→ **Task objective**: Check every line of the data for the string "outline" and copy the ones that have it.

Start of Block

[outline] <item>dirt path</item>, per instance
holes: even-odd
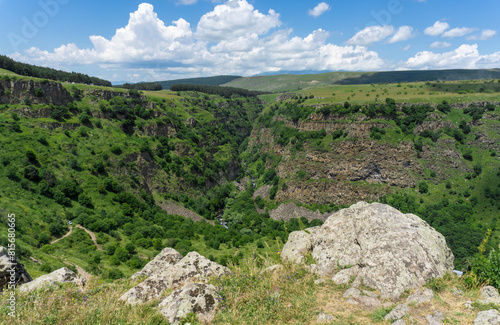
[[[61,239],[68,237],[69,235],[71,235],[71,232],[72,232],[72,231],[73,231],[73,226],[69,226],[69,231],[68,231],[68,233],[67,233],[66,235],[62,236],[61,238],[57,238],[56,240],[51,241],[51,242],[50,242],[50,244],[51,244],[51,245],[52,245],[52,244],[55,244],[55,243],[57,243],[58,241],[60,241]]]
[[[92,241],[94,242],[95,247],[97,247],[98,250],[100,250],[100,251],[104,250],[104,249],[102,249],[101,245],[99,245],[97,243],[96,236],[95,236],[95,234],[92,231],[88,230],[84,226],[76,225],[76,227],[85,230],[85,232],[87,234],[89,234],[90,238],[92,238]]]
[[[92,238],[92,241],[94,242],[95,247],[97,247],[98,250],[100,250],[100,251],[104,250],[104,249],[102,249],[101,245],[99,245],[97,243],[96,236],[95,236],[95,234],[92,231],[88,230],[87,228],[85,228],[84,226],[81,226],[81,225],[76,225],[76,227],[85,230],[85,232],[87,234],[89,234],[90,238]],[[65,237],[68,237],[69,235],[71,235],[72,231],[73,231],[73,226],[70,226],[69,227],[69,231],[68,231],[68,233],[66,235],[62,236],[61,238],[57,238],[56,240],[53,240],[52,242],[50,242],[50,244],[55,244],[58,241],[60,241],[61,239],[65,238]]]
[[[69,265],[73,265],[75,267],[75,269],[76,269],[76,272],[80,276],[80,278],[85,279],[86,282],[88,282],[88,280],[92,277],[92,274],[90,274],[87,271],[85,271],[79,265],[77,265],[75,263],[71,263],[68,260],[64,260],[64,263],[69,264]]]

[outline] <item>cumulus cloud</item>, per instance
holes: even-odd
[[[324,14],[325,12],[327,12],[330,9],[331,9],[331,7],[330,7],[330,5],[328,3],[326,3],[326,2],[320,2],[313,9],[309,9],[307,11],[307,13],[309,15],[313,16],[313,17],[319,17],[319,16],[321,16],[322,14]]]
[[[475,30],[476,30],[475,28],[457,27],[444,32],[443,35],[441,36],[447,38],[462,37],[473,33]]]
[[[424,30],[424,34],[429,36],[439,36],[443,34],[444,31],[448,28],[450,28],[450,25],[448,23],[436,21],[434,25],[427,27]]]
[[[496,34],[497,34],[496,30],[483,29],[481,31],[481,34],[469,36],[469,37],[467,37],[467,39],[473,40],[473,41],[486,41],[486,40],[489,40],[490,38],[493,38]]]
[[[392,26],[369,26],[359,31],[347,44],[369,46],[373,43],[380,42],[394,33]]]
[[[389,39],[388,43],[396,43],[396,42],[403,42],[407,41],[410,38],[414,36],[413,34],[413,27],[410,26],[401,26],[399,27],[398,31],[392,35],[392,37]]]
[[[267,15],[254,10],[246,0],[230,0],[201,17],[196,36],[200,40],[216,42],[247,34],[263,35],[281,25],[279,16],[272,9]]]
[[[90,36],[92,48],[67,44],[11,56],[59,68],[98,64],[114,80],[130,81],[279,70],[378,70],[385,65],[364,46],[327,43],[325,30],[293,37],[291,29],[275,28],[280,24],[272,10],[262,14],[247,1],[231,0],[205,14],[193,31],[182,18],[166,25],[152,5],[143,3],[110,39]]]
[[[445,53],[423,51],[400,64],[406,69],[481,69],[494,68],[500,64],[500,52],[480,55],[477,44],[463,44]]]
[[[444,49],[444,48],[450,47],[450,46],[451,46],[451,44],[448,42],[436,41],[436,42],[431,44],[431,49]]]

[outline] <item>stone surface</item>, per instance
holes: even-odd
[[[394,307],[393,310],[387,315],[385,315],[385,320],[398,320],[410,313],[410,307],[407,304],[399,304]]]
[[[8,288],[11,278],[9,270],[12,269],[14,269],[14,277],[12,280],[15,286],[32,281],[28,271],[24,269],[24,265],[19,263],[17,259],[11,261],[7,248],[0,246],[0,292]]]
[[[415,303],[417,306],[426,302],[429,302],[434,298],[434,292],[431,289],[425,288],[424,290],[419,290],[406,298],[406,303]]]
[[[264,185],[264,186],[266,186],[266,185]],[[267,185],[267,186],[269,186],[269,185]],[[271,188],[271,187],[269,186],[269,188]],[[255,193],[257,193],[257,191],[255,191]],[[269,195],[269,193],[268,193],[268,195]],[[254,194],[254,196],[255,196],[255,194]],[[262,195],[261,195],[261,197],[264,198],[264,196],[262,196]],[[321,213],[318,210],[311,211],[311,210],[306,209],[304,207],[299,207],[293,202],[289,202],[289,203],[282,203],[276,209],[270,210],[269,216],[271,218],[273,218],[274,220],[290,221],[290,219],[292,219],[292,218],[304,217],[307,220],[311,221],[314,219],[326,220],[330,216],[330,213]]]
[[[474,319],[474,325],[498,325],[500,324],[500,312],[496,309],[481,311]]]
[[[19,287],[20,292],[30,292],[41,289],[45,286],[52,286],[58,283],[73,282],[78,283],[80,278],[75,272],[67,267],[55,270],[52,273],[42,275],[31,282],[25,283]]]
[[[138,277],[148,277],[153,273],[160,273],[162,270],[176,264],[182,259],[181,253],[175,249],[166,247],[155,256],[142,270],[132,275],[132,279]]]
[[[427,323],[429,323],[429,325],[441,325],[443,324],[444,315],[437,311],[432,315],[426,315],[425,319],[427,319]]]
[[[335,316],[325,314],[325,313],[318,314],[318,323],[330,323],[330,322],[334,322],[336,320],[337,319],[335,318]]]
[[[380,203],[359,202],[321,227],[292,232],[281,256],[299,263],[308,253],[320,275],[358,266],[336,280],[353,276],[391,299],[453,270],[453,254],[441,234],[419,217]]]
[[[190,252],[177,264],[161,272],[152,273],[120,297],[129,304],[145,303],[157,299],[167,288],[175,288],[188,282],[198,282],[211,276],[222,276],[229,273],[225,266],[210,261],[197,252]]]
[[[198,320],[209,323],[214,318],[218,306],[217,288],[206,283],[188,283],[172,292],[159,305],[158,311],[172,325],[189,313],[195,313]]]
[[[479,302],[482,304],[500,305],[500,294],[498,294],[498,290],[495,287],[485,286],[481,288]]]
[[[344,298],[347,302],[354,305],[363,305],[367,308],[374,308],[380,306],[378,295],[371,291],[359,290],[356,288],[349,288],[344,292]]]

End of Block
Start of Block

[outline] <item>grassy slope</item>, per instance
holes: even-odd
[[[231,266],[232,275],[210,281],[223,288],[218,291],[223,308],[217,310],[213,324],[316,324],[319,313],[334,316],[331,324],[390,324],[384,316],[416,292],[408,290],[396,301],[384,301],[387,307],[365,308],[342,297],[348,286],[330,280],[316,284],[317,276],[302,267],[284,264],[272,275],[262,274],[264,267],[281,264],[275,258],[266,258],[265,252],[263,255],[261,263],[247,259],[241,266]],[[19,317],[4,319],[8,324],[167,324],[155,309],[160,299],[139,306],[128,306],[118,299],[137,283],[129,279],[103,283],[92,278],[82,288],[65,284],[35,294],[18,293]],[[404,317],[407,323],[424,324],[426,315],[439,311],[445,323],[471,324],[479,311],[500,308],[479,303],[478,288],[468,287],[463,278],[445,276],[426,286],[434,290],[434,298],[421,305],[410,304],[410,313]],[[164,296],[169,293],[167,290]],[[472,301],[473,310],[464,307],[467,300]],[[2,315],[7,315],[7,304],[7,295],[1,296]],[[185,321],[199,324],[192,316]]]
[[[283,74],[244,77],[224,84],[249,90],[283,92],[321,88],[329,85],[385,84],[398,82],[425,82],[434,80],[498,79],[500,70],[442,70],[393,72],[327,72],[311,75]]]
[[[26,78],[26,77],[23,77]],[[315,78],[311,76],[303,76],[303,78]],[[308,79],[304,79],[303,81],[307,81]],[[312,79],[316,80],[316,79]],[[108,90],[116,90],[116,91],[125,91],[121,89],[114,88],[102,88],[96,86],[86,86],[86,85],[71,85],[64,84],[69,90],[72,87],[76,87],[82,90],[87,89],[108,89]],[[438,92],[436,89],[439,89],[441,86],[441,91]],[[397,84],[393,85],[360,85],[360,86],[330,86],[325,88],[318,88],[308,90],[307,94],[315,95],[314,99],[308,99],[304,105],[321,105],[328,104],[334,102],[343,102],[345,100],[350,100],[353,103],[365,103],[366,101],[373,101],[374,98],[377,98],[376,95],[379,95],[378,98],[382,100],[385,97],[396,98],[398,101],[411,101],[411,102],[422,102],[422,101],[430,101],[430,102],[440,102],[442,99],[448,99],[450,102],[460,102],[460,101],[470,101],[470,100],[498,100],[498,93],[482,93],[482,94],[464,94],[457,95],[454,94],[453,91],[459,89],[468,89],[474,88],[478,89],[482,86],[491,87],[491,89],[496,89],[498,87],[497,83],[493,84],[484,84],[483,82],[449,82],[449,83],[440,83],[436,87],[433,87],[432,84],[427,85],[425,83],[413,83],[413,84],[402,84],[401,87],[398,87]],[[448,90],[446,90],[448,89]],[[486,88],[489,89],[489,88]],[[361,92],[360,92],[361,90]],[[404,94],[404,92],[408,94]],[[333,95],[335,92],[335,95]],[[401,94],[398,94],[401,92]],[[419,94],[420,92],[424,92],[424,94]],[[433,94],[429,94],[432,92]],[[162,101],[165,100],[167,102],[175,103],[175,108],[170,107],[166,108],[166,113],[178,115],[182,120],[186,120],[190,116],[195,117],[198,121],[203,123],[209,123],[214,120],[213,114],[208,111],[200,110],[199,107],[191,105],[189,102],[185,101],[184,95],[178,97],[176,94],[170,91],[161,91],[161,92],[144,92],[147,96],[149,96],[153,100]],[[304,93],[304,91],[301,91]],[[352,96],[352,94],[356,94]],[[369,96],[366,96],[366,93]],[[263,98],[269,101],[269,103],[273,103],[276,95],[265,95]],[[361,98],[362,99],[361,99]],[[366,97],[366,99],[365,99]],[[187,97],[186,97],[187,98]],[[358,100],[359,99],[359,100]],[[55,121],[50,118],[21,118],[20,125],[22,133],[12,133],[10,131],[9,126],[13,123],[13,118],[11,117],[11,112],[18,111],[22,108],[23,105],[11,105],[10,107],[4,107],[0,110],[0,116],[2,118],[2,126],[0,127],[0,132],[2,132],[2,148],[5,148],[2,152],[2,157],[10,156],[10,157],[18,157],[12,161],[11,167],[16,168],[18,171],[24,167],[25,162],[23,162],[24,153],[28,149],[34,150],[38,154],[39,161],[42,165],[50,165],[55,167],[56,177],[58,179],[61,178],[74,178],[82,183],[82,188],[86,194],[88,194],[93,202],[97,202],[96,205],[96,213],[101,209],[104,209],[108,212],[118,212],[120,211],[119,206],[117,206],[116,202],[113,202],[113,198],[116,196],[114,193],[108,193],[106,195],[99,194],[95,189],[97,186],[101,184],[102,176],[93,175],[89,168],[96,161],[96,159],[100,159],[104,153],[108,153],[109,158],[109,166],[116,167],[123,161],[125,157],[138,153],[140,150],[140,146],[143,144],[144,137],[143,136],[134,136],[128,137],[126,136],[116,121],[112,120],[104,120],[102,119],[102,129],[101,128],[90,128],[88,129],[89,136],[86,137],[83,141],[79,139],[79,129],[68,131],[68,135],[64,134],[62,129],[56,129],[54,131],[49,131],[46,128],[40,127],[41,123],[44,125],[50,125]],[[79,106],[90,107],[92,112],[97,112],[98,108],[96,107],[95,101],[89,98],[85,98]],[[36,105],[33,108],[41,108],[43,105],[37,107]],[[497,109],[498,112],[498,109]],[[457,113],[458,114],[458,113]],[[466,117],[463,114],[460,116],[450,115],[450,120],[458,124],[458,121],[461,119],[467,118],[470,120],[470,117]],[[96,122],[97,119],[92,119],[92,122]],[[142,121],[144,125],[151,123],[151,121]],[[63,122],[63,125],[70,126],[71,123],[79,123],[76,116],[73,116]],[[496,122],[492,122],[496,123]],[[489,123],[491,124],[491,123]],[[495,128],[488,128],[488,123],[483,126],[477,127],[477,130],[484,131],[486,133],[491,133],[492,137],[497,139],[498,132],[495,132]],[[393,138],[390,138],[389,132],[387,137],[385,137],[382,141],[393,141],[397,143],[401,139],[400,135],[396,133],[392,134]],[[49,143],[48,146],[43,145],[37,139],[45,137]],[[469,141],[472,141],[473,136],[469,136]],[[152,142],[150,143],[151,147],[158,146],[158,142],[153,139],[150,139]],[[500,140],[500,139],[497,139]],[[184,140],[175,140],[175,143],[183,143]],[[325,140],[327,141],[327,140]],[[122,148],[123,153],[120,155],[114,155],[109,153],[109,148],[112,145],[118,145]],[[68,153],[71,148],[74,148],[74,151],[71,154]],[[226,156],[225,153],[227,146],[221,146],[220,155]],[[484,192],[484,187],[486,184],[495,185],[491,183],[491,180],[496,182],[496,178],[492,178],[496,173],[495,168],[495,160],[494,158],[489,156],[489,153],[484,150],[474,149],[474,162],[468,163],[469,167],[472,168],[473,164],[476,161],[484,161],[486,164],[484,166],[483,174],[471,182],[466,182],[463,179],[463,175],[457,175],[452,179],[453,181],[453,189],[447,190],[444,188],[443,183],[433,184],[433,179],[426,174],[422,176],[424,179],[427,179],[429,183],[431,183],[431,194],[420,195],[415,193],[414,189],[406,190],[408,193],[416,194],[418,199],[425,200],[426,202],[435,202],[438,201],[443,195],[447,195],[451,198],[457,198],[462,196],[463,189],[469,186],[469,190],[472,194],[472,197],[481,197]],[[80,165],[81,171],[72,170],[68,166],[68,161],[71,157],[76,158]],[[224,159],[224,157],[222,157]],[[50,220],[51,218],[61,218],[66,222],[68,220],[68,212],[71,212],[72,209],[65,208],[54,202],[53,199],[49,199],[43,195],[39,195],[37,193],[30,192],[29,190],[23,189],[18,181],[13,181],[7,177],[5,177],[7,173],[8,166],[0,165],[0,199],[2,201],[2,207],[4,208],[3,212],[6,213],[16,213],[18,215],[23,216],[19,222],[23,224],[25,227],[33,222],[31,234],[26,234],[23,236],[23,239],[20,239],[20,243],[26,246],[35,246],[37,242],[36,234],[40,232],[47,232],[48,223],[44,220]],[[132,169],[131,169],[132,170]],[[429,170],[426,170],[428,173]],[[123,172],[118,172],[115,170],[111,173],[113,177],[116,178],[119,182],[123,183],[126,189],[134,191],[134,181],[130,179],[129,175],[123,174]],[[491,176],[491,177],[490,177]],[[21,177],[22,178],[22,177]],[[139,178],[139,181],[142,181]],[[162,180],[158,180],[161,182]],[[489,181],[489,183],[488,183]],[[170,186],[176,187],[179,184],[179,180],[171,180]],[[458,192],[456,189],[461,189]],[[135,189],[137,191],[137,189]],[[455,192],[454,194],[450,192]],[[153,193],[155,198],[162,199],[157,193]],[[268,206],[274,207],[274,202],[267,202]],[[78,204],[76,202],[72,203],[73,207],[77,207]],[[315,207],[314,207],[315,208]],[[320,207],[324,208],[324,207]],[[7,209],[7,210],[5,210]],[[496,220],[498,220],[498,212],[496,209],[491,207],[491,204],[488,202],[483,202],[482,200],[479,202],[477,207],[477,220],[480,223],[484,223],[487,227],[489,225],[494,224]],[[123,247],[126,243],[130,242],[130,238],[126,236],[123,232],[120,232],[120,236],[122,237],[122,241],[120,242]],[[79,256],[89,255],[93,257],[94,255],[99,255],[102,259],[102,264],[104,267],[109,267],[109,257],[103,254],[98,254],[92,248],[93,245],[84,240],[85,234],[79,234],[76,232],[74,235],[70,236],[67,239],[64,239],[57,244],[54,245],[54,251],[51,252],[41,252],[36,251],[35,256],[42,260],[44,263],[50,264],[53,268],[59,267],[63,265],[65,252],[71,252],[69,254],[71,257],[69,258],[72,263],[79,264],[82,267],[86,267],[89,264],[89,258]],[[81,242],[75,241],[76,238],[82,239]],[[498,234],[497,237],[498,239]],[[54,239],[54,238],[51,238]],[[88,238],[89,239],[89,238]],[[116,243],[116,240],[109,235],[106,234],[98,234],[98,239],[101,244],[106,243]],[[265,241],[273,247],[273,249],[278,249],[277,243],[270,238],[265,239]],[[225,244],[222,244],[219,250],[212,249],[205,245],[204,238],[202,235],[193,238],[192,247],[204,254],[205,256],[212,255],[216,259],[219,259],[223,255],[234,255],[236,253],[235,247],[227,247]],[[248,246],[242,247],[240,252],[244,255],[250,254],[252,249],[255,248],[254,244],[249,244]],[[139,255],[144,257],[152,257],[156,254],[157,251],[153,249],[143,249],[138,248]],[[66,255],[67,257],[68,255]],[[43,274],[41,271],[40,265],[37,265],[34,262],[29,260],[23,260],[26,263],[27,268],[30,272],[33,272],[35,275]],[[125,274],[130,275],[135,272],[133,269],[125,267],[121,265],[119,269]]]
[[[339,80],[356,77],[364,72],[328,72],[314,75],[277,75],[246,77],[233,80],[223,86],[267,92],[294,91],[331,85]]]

End of Block

→ **Response for this exercise**:
[outline] <item>dirt path</item>, per instance
[outline] <item>cumulus cloud</item>, per instance
[outline] <item>stone surface</item>, per instance
[outline] <item>grassy slope</item>, per instance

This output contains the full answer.